- _What needs to be done_
Output the full material exactly as it appears here.

═══ Data for the task ═══

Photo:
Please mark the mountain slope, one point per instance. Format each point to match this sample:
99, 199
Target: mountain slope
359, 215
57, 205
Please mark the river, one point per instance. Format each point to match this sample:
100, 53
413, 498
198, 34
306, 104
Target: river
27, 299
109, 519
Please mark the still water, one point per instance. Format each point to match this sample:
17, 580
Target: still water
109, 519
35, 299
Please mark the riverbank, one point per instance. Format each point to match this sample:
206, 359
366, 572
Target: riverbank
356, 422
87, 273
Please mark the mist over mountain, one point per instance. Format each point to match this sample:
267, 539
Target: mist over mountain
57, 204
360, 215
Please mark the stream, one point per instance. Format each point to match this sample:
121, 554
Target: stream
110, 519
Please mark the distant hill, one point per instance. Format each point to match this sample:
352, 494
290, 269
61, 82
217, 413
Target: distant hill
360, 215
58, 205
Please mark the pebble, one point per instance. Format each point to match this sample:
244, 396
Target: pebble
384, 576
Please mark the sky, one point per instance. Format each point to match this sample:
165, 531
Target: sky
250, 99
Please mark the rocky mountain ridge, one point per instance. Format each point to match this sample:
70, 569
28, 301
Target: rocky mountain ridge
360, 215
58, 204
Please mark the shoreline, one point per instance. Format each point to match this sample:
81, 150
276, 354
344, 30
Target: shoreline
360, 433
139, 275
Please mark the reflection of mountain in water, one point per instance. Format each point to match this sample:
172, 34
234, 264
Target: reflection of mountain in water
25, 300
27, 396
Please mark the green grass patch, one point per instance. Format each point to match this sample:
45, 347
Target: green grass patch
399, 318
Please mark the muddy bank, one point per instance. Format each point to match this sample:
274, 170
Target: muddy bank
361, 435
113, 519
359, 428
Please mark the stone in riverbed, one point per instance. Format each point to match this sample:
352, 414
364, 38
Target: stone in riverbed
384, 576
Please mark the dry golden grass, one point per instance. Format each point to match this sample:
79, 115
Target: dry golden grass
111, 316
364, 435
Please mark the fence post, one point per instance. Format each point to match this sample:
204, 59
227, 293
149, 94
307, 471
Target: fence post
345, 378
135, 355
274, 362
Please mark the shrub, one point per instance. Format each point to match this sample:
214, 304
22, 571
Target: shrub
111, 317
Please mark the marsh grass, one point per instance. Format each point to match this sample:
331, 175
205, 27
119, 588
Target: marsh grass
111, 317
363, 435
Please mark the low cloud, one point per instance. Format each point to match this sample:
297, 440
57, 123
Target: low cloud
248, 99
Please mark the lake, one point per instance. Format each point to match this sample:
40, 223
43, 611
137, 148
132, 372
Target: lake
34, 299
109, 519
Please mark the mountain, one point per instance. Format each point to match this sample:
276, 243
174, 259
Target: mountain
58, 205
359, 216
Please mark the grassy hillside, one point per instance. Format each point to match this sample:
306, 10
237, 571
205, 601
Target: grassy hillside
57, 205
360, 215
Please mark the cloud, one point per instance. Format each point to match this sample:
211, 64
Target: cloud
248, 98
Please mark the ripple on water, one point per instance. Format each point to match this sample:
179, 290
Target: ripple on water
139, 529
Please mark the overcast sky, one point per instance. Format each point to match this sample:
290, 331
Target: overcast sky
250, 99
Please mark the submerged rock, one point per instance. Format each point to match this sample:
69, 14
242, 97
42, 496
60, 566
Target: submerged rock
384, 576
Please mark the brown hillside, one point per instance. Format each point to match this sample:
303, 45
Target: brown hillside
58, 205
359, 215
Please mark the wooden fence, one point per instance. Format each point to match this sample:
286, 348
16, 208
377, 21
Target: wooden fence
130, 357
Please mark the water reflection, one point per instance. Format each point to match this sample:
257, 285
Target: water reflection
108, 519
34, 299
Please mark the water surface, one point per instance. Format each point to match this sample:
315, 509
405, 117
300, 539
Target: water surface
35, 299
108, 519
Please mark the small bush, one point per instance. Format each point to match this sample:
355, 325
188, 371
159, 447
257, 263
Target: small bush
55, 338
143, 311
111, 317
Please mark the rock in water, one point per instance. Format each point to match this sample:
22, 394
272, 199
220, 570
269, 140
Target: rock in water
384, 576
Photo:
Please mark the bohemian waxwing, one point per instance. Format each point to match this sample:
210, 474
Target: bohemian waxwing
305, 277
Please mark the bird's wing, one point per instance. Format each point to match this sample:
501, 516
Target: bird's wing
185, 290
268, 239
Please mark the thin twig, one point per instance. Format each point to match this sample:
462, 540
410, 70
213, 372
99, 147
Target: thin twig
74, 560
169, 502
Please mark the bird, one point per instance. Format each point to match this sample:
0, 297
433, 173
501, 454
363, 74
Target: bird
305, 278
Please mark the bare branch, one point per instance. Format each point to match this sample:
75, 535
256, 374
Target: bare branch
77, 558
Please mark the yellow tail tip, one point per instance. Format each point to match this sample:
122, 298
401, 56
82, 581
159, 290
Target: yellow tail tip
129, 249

═══

- _Solution to this problem_
Photo:
Please mark the mountain slope, one point per instance. Format each point to match this sample:
99, 199
Target: mountain slope
359, 215
57, 205
Please mark the river, one point per instance. Format each point to match this sample:
100, 53
413, 498
198, 34
306, 104
Target: river
27, 299
109, 519
Please mark the still water, one point per instance. Format each point to match this sample:
17, 580
Target: still water
109, 519
35, 299
Please mark the riverbank, one point per instance. Format each point to match this sample:
206, 359
366, 572
Target: riverbank
356, 422
87, 273
Please mark the mist over mountain, one point per instance. Format each point to match this sample:
267, 539
Target: mist over mountain
57, 204
360, 215
Please mark the stream, one point per instance. Format each point to match this sample:
121, 554
Target: stream
110, 519
Please mark the distant hill, one point per instance. Format each point to match this sample:
352, 494
290, 269
61, 82
217, 413
Target: distant hill
360, 215
58, 205
Please mark the pebble, one point per instance. Format each point to match this sample:
244, 396
Target: pebble
384, 576
Please mark the sky, one point per instance. Format each point to match this sample:
165, 531
Target: sky
250, 99
Please mark the rocky mountain ridge, one point per instance. Format each point to match this sample:
70, 569
28, 301
Target: rocky mountain ridge
360, 215
58, 204
Please mark the shoreline, one point per instance. Format each point to match this sample:
81, 150
276, 354
344, 30
Target: shoreline
360, 433
139, 275
Please mark the reflection of mountain in water, one point per instance. Format each point to match this sample:
172, 34
234, 264
Target: reflection of mountain in water
25, 300
27, 396
Please mark the green grass patch, one point per instance. Format each point to match this sample:
45, 347
Target: green grass patch
399, 318
Please mark the muddy bank, one point per instance. Format each point to match this sample:
274, 170
Target: muddy bank
361, 435
113, 519
359, 428
Please mark the stone in riverbed, one point per instance. Format each point to match this sample:
352, 414
364, 38
Target: stone in riverbed
384, 576
Please mark the dry golden grass, one point per instance. Format each point to match this sample:
79, 115
Target: dry golden grass
111, 316
364, 435
Please mark the fence post, one point per instance. Format each point to match this sample:
204, 59
227, 293
149, 94
307, 471
Target: fence post
345, 378
135, 355
274, 362
Please mark the shrub, one point per instance. Format each point to match this sample:
214, 304
22, 571
Target: shrub
111, 317
Please mark the marsh grass, one point per instance. Format each point to match this sample:
331, 175
205, 27
119, 588
Target: marsh grass
111, 317
363, 435
Please mark the low cloud, one point per instance. Format each point to match this sample:
297, 440
57, 123
Target: low cloud
248, 99
Please mark the lake, one point per instance. Format each point to match this sample:
40, 223
43, 611
137, 148
132, 372
Target: lake
34, 299
109, 519
Please mark the mountain, one point per instance. Format each point to match this sample:
276, 243
174, 259
Target: mountain
58, 205
359, 216
Please mark the grassy hillside, one point per instance. Format each point to match this sample:
306, 10
237, 571
205, 601
Target: grassy hillside
57, 205
360, 215
Please mark the cloud, one point per instance. Format each point to match this sample:
211, 64
Target: cloud
248, 98
Please mark the ripple on water, one point per instance. Format each point to match this sample:
179, 290
Target: ripple on water
139, 529
Please mark the overcast sky, one point per instance. Format each point to match this sample:
290, 331
Target: overcast sky
250, 99
Please mark the submerged rock, one point per instance. Format each point to match this sample:
69, 14
242, 97
42, 496
60, 566
Target: submerged rock
384, 576
Please mark the brown hillside, one point per instance. Format each point to match this sample:
303, 45
Target: brown hillside
58, 205
359, 215
Please mark the wooden fence, one point per instance. Format each point to match this sample:
286, 348
16, 208
377, 21
Target: wooden fence
130, 357
Please mark the water reflection, one point per instance. Format each point to match this sample:
257, 285
Target: water reflection
108, 519
34, 299
Please mark the water surface, one point per instance. Format each point to match this sample:
315, 509
405, 117
300, 539
Target: water surface
35, 299
108, 519
Please mark the small bush, one point per instance. Format each point to match this sample:
355, 325
188, 371
159, 447
257, 263
Target: small bush
55, 338
143, 311
111, 317
Please mark the rock in water, one point per instance. Format each point to match this sample:
22, 394
272, 199
220, 570
269, 140
Target: rock in water
384, 576
Photo:
Please mark the bohemian waxwing, one point per instance. Format each point to match this sample:
210, 474
Target: bohemian waxwing
305, 277
Please mark the bird's wing, one point per instance. Format each point to match this sample:
501, 516
Target: bird's wing
185, 290
268, 239
Please mark the thin twig, one point per instance. Format each point to match this sample:
462, 540
410, 70
213, 372
99, 147
Target: thin twig
74, 560
169, 502
Please mark the bird, one point per instance. Format each point to match this sample:
0, 297
433, 173
501, 454
363, 74
Target: bird
305, 278
Please mark the bare branch, one point per instance. Format each point to match this sample:
75, 535
256, 374
Target: bare branch
77, 558
Please mark the yellow tail tip, one point per instance. Format each point to match this sample:
122, 298
401, 56
82, 581
159, 290
Target: yellow tail tip
129, 249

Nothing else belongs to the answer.